◆ **DIRECTIVE**
Quote every one of the lines below in full, without changing a single character.

◆ **LISTED RECORDS**
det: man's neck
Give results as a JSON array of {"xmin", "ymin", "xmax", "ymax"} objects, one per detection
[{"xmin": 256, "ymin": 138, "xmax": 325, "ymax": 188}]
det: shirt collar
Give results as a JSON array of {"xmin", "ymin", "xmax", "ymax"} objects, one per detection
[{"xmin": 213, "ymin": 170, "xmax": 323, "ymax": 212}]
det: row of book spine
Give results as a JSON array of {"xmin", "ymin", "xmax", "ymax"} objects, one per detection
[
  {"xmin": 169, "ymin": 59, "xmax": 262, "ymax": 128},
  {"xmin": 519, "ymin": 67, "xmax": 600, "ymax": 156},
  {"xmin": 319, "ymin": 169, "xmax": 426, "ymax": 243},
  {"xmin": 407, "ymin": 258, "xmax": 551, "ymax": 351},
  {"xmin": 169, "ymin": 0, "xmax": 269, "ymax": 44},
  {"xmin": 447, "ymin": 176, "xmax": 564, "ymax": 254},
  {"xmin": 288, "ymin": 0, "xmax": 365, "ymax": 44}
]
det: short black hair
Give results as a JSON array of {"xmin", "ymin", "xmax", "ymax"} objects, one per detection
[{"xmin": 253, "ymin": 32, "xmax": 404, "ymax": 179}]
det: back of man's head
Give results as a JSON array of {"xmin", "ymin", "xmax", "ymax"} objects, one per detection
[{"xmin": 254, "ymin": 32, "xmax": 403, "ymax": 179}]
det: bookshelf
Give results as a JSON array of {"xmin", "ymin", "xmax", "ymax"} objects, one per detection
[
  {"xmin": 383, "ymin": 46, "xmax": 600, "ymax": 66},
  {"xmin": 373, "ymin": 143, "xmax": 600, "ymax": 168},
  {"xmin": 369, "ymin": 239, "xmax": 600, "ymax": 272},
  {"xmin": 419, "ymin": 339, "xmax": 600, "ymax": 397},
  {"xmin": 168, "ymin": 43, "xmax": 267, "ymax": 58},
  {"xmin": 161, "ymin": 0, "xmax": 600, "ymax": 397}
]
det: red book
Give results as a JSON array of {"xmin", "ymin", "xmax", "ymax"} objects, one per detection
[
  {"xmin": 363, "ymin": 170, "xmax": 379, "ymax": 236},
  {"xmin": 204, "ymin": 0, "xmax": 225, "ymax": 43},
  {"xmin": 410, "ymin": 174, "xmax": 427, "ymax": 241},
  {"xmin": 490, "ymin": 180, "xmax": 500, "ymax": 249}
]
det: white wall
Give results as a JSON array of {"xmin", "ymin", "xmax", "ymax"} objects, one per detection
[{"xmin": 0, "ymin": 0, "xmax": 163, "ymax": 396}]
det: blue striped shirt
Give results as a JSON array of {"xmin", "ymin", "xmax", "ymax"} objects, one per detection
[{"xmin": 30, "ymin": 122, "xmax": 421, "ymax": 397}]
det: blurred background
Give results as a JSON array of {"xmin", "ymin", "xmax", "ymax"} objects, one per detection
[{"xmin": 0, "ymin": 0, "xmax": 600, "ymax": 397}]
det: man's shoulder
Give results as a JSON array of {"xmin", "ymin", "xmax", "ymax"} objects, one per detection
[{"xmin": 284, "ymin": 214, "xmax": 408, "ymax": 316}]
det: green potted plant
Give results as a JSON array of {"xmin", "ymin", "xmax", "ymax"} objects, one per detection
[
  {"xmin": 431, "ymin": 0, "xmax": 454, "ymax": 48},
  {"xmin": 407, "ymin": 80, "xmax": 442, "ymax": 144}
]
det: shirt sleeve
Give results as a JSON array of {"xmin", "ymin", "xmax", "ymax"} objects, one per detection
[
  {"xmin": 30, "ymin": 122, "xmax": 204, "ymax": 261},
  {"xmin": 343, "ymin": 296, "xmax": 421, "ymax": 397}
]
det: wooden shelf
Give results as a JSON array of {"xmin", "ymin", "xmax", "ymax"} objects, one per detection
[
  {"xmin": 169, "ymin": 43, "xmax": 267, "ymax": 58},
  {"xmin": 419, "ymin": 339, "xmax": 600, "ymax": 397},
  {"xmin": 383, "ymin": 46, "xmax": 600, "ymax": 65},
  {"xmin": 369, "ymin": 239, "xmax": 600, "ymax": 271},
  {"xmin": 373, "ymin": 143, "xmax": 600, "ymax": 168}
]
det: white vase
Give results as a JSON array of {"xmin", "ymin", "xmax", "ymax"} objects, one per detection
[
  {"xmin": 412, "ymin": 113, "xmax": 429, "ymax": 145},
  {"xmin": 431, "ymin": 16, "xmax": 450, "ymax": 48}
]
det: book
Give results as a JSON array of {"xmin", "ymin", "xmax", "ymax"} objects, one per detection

◆ **FULL OUTPUT**
det: man's neck
Give results as a JSON array of {"xmin", "ymin", "xmax", "ymax"} objects, one per detection
[{"xmin": 256, "ymin": 138, "xmax": 325, "ymax": 188}]
det: shirt collar
Give results as a JSON array of {"xmin", "ymin", "xmax", "ymax"} objects, one per detection
[{"xmin": 213, "ymin": 170, "xmax": 323, "ymax": 212}]
det: row of book spine
Give results as a JSON array of {"xmin", "ymin", "xmax", "ymax"} objects, one per detection
[
  {"xmin": 169, "ymin": 59, "xmax": 262, "ymax": 128},
  {"xmin": 519, "ymin": 67, "xmax": 600, "ymax": 156},
  {"xmin": 319, "ymin": 169, "xmax": 426, "ymax": 243},
  {"xmin": 407, "ymin": 258, "xmax": 551, "ymax": 351},
  {"xmin": 169, "ymin": 0, "xmax": 269, "ymax": 44},
  {"xmin": 447, "ymin": 176, "xmax": 564, "ymax": 254},
  {"xmin": 288, "ymin": 0, "xmax": 365, "ymax": 44}
]
det: short black hair
Give results as a JSON array of {"xmin", "ymin", "xmax", "ymax"} objects, one per detection
[{"xmin": 253, "ymin": 32, "xmax": 404, "ymax": 179}]
det: back of man's head
Give results as a JSON array of {"xmin", "ymin", "xmax", "ymax"} objects, one per detection
[{"xmin": 254, "ymin": 32, "xmax": 403, "ymax": 179}]
det: bookshelf
Give results as a JSON array of {"xmin", "ymin", "xmax", "ymax"} objects, one per detection
[
  {"xmin": 383, "ymin": 46, "xmax": 600, "ymax": 66},
  {"xmin": 373, "ymin": 143, "xmax": 600, "ymax": 168},
  {"xmin": 369, "ymin": 239, "xmax": 600, "ymax": 272},
  {"xmin": 419, "ymin": 339, "xmax": 600, "ymax": 397},
  {"xmin": 168, "ymin": 43, "xmax": 267, "ymax": 58},
  {"xmin": 161, "ymin": 0, "xmax": 600, "ymax": 397}
]
det: red book
Give results as a JSON array of {"xmin", "ymin", "xmax", "ymax"} objects, one per detection
[
  {"xmin": 363, "ymin": 170, "xmax": 379, "ymax": 236},
  {"xmin": 204, "ymin": 0, "xmax": 225, "ymax": 43},
  {"xmin": 410, "ymin": 174, "xmax": 427, "ymax": 241},
  {"xmin": 490, "ymin": 180, "xmax": 500, "ymax": 249}
]
det: white wall
Give results as a JSON array of {"xmin", "ymin", "xmax", "ymax"} objects, one per detection
[{"xmin": 0, "ymin": 0, "xmax": 163, "ymax": 396}]
det: blue striped shirt
Give results as a JSON array of {"xmin", "ymin", "xmax", "ymax"} objects, one per detection
[{"xmin": 30, "ymin": 122, "xmax": 421, "ymax": 397}]
det: blurred background
Give results as a JSON array of {"xmin", "ymin", "xmax", "ymax"} objects, one per detection
[{"xmin": 0, "ymin": 0, "xmax": 600, "ymax": 397}]
det: man's shoulder
Give results as a JSON array of {"xmin", "ymin", "xmax", "ymax"} objects, one per detection
[{"xmin": 284, "ymin": 214, "xmax": 408, "ymax": 316}]
det: green potted plant
Give results as a JSON array of {"xmin", "ymin", "xmax", "ymax"} objects, one per detection
[
  {"xmin": 431, "ymin": 0, "xmax": 454, "ymax": 48},
  {"xmin": 407, "ymin": 80, "xmax": 442, "ymax": 144}
]
det: shirt sleeve
Give results as a JSON array of {"xmin", "ymin", "xmax", "ymax"} objects, one per detection
[
  {"xmin": 30, "ymin": 122, "xmax": 204, "ymax": 261},
  {"xmin": 343, "ymin": 296, "xmax": 421, "ymax": 397}
]
det: wooden shelf
Give results as a JSON array of {"xmin", "ymin", "xmax", "ymax"} objects, one per detection
[
  {"xmin": 169, "ymin": 43, "xmax": 267, "ymax": 58},
  {"xmin": 419, "ymin": 339, "xmax": 600, "ymax": 397},
  {"xmin": 383, "ymin": 46, "xmax": 600, "ymax": 65},
  {"xmin": 369, "ymin": 239, "xmax": 600, "ymax": 271},
  {"xmin": 373, "ymin": 143, "xmax": 600, "ymax": 168}
]
det: white vase
Give results as a JSON array of {"xmin", "ymin", "xmax", "ymax"} objects, one per detection
[
  {"xmin": 412, "ymin": 113, "xmax": 429, "ymax": 145},
  {"xmin": 431, "ymin": 16, "xmax": 450, "ymax": 48}
]
det: book
Give results as a JSON array of {"xmin", "ymin", "xmax", "ymax"} objects, one per detection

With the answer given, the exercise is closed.